Top of Passage provided

While Harakuwa passed away last year, his influence lives on in a new generation of creatives. Landing this week comes a new fashion editorial steered by photographer Rémi Lamandé, which draws inspiration from some of his most recognisable works. Featuring rising curve model Lovisa Lager, the images see Lager hold one man, stripped to his underwear, in a headlock, while in another, she flees the scene wearing black lingerie as two men lie in a heap on the floor.

A further photograph, perhaps the most provocative of the series, depicts the model leaning against a bar as a kneeling subservient buries his face in her bum. With Lamandé behind the camera, stylist and Solange-collaborator Kyle Luu, hair stylist Evanie Frausto, and make-up artist Raisa Flowers made up the team bringing the shoot to life. 

“I think the first time I came across (Namio Harakuwa’s) images was in the bathroom of a club in Paris,” explains Lamandé. “Kyle was often posting his images and we’d been talking about doing a project around this idea for a while. What really attracted us to his work is the raw power and peaceful confidence of these girls. It’s a very different angle from the way Asian girls tend to be portrayed and stereotyped. His women are in charge – they go on about their lives and their sexuality doesn’t define them.”

With COVID restrictions allowing for only the smallest of shoots to take place, the team worked from a tiny set, which served to imbue the final photographs with a deep sense of intimacy. “Kyle and Lovisa were already good friends, and we were all very happy to be creating these images – it was a case of friends working together and trusting each other,” Lamandé adds.

Bottom of Passage provided

* _Your instructions_
In the passage about the Harakuwa-inspired fashion editorial, who was the make-up artist on the shoot? The listing comes from a different source than the passage.

Top of Data records

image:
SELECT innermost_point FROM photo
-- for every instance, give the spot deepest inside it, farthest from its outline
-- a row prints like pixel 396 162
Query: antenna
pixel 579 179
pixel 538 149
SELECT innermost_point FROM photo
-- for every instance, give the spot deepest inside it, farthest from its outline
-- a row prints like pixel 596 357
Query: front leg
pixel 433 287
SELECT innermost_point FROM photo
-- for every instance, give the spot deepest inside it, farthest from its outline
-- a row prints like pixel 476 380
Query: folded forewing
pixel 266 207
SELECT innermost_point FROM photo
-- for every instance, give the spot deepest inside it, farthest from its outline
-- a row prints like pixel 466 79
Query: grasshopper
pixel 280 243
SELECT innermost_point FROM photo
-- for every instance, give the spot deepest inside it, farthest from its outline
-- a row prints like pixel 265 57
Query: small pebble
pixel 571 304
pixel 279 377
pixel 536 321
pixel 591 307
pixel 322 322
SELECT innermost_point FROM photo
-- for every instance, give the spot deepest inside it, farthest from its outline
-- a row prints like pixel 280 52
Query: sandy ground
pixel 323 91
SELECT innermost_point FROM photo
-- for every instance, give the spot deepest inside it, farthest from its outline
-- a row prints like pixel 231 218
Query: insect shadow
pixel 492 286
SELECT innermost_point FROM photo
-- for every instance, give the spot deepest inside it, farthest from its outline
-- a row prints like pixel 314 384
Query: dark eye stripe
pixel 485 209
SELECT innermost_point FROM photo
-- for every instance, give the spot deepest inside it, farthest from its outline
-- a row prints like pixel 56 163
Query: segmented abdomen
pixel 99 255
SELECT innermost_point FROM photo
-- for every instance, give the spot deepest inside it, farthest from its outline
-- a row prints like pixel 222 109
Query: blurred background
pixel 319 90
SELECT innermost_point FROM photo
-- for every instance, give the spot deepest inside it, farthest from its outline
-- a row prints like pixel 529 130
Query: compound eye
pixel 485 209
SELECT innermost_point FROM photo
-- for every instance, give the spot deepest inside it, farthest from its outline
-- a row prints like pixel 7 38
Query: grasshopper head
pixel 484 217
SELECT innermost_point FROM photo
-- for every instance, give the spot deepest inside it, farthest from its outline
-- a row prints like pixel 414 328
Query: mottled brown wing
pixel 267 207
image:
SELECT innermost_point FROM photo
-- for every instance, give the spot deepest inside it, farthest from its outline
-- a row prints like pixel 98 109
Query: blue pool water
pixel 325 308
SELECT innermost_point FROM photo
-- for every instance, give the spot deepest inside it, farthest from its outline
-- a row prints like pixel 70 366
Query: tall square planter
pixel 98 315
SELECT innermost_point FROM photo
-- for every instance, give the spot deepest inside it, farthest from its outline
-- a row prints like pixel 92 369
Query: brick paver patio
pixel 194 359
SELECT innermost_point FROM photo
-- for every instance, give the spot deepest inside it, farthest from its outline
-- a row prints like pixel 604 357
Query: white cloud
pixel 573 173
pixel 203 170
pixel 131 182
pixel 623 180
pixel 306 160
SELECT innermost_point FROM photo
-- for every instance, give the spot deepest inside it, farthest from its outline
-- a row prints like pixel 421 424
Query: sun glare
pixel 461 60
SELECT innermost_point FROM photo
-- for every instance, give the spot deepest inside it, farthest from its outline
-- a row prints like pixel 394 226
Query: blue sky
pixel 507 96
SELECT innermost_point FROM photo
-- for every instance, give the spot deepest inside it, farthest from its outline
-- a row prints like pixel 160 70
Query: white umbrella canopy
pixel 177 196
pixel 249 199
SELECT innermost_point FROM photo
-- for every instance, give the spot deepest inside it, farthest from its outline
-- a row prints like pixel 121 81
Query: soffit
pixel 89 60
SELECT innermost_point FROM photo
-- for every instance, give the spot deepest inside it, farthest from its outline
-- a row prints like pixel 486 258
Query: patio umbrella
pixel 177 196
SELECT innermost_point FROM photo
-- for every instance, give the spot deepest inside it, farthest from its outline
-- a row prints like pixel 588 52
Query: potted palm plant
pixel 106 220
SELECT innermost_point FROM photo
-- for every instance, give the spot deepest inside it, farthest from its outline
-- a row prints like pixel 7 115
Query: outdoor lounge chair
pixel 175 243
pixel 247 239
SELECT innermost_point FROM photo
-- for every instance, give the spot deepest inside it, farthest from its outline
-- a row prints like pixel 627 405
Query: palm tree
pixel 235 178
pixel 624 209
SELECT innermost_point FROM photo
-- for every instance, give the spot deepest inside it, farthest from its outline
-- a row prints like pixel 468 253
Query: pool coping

Bottom of Data records

* _Solution to the exercise_
Raisa Flowers